PROVIDED TEXT

Munster have received a welcome pre-season boost with the news that Paul O’Connell is now ‘injury free’ and relishing his return to action with the province.
It may be a few weeks away from Paul O’Connell’s 13th league season with Munster, but the lynchpin lock’s appetite for rugby shows no sign of abating.
Undoubtedly energised by the Lions series win and his recent wedding to long-term girlfriend Emily, he seems as keen as ever to pull on the red jersey and spearhead their challenge for silverware.
Thankfully the broken arm he suffered in the Lions’ first Test victory over Australia is now healed. The expectation is that O’Connell, who admittedly has some ‘catching up to do’ fitness wise, will be back playing by round 3 or 4 of the RaboDirect PRO12.
“From a fitness point of view I’d say I’m unfit. From an injury point of view I’m injury-free. I was back running today (Tuesday), back doing a little bit of weights on the arm today. So all that is going well,” said the Limerick man.
“I’ve had a few weeks off since the Lions tour with my arm and stuff, so I have a little bit of catching up to do on some of the (Munster) guys.

PROVIDED MATERIAL

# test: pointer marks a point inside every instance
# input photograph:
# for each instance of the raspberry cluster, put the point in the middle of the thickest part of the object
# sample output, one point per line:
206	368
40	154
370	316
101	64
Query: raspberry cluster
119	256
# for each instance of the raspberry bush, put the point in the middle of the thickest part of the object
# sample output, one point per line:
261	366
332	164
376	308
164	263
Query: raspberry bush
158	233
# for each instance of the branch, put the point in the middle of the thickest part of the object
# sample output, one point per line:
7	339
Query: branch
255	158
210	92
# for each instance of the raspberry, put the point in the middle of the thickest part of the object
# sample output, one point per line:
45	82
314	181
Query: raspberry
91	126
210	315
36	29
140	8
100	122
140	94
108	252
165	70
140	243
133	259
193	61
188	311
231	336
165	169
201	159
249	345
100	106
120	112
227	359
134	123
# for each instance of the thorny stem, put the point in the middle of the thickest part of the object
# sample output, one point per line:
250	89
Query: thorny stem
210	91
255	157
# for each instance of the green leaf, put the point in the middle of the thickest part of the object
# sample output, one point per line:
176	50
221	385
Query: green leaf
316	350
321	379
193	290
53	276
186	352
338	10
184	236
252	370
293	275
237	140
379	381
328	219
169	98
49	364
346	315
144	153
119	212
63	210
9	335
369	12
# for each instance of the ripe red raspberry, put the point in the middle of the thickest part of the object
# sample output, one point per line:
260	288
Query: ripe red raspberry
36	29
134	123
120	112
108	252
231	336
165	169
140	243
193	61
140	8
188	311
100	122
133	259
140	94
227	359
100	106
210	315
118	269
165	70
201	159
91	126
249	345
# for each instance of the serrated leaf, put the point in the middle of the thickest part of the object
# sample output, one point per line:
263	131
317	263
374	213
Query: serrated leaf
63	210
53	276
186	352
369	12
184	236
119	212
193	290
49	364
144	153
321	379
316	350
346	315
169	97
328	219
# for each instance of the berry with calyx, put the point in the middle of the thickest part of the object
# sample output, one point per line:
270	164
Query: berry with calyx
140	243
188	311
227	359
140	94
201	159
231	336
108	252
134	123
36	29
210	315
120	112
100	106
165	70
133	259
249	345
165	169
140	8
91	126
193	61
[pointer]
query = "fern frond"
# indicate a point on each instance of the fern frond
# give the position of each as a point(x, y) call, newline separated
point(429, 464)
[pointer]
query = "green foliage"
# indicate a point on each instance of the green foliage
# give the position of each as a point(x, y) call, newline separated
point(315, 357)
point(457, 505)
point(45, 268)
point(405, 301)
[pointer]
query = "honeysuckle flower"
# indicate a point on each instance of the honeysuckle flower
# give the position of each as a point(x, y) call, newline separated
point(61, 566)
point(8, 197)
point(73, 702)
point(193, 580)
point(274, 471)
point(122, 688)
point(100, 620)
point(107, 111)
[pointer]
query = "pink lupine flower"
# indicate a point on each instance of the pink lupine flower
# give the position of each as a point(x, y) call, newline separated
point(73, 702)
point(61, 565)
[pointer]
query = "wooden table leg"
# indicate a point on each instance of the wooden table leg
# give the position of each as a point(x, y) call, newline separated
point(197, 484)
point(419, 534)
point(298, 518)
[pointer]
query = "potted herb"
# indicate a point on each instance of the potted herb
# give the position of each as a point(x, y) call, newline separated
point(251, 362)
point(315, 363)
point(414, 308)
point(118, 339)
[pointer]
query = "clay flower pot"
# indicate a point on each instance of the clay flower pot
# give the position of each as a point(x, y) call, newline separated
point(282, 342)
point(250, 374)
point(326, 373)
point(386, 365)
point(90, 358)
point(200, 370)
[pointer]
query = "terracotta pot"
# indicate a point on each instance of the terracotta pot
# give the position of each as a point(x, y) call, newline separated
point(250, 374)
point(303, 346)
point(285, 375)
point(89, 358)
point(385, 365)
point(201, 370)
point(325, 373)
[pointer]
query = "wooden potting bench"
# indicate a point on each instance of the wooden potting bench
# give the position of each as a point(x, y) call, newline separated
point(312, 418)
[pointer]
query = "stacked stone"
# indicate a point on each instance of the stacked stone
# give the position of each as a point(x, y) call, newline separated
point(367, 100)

WRITTEN INSTRUCTION 1
According to the article about Paul O'Connell, in which match did he break his arm?
WRITTEN INSTRUCTION 2
Translate this sentence from the Paul O'Connell article into Spanish: "Thankfully the broken arm he suffered in the Lions’ first Test victory over Australia is now healed."
WRITTEN INSTRUCTION 3
Carry on the article about Paul O'Connell's return to Munster from the point where it stops.

EXERCISE OUTPUT 1
In the Lions' first Test victory over Australia.

EXERCISE OUTPUT 2
Afortunadamente, el brazo roto que sufrió en la victoria de los Lions en el primer test contra Australia ya está curado.

EXERCISE OUTPUT 3
“A lot of them have had a really long pre-season, an eight week pre-season, which is incredible. It’s amazing to come in and see the benefits that guys get from training full-time for five days in-a-row, then getting two days off for the bodies to recover. I’ve a bit of catching up to do on the fitness side of things alright.”
Young back rower Peter O’Mahony has been installed as Munster’s new captain, a move that O’Connell has warmly welcomed, and there is also much interest and intrigue in who fills the talismanic boots of departed out-half Ronan O’Gara.
Young guns JJ Hanrahan and Johnny Holland will be pushing Ireland international Ian Keatley hard for the number 10 jersey, a selection battle which O’Connell feels Munster can only benefit from.
“It’s going to be very different going out there without Rog. I was only talking about it the other day to Peter (O’Mahony) in terms of captaincy. Very often Rog would be making a lot of the decisions for me,” he said of O’Gara, who has just started his coaching career with French club Racing Metro 92.
“When we got ahead in games, he was able to make the little tactical shift without ever having to be told or asked. He had this nose for knowing when it was time to do the simple things and putting a team into their own half and it’s going to be missed.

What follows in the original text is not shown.